▸ EXTRACT:
________________________

Mrs. B’s The Art of Cookery gives us plenty of delicious recipes for brewing and made-wines. Raisin wine, Orange Wine, Elderberry Wine, Gooseberry Wine, Currant Wine, Cherry Wine, Birch Wine…for every native berry there seems to be a recipe to distill it into wine. Largely consisting of water and sugar, these wines would have made a festive and delicious treat for any table.
Hist-ro readers will be familiar with references to ratafia, a cordial flavoured with peach or cherry kernels, bitter almonds, or other fruits. It can also be made mixing unfermented grape juice and brandy.
Our debutantes often sip lemonade at balls, and we find in The House Servant’s directory (Robert Roberts, 1827) a delicious and common recipe for the drink invented in Paris originally in 1540s: “Take one gallon of water, put to it the juice of ten good lemons, and the zeasts of six of them likewise, then add to this one pound of sugar, and mix it well together, strain it through a fine strainer, and put it in ice to cool; this will be a most delicious and fine lemonade.”

________________________

▸ AIM 1:
Print the part of the passage on period drinks between "Mrs. B’s The" and "for any table.", inclusive.

________________________

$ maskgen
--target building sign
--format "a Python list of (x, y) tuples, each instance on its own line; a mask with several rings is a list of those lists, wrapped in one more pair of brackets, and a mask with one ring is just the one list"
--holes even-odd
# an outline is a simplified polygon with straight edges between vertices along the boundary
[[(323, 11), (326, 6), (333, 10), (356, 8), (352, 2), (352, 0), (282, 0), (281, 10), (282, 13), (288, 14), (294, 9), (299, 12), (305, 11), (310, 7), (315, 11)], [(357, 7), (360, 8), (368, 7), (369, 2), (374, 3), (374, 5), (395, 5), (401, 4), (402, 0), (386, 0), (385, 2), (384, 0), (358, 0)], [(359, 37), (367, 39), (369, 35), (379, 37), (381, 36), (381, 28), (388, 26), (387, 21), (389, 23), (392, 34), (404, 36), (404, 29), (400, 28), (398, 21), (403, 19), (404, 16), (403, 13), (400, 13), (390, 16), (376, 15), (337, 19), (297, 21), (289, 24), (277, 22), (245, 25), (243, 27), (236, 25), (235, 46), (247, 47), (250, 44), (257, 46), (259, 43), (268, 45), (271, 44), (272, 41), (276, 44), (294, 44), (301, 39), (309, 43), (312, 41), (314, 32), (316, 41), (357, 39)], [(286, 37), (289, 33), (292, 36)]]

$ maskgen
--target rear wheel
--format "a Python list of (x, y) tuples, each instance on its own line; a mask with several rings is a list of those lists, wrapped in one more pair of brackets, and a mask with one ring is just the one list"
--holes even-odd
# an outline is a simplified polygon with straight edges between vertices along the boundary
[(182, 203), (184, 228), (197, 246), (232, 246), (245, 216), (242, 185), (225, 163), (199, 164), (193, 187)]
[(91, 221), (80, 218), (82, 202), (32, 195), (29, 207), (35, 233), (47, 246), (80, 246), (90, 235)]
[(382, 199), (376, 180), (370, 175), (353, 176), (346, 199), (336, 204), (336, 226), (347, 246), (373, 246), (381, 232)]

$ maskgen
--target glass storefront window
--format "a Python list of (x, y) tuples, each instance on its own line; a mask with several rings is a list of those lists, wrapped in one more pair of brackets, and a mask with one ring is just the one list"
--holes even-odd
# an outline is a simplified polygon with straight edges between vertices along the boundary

________________________

▸ AIM 2:
Turn the rows from the first one through the line holding "33), (292, 36)]]", inclusive, into a Markdown table with the columns No. and Line, leaving out blank lines.

▸ SOLUTION 1:
Mrs. B’s The Art of Cookery gives us plenty of delicious recipes for brewing and made-wines. Raisin wine, Orange Wine, Elderberry Wine, Gooseberry Wine, Currant Wine, Cherry Wine, Birch Wine…for every native berry there seems to be a recipe to distill it into wine. Largely consisting of water and sugar, these wines would have made a festive and delicious treat for any table.

▸ SOLUTION 2:
| No. | Line |
|---|---|
| 1 | $ maskgen |
| 2 | --target building sign |
| 3 | --format "a Python list of (x, y) tuples, each instance on its own line; a mask with several rings is a list of those lists, wrapped in one more pair of brackets, and a mask with one ring is just the one list" |
| 4 | --holes even-odd |
| 5 | # an outline is a simplified polygon with straight edges between vertices along the boundary |
| 6 | [[(323, 11), (326, 6), (333, 10), (356, 8), (352, 2), (352, 0), (282, 0), (281, 10), (282, 13), (288, 14), (294, 9), (299, 12), (305, 11), (310, 7), (315, 11)], [(357, 7), (360, 8), (368, 7), (369, 2), (374, 3), (374, 5), (395, 5), (401, 4), (402, 0), (386, 0), (385, 2), (384, 0), (358, 0)], [(359, 37), (367, 39), (369, 35), (379, 37), (381, 36), (381, 28), (388, 26), (387, 21), (389, 23), (392, 34), (404, 36), (404, 29), (400, 28), (398, 21), (403, 19), (404, 16), (403, 13), (400, 13), (390, 16), (376, 15), (337, 19), (297, 21), (289, 24), (277, 22), (245, 25), (243, 27), (236, 25), (235, 46), (247, 47), (250, 44), (257, 46), (259, 43), (268, 45), (271, 44), (272, 41), (276, 44), (294, 44), (301, 39), (309, 43), (312, 41), (314, 32), (316, 41), (357, 39)], [(286, 37), (289, 33), (292, 36)]] |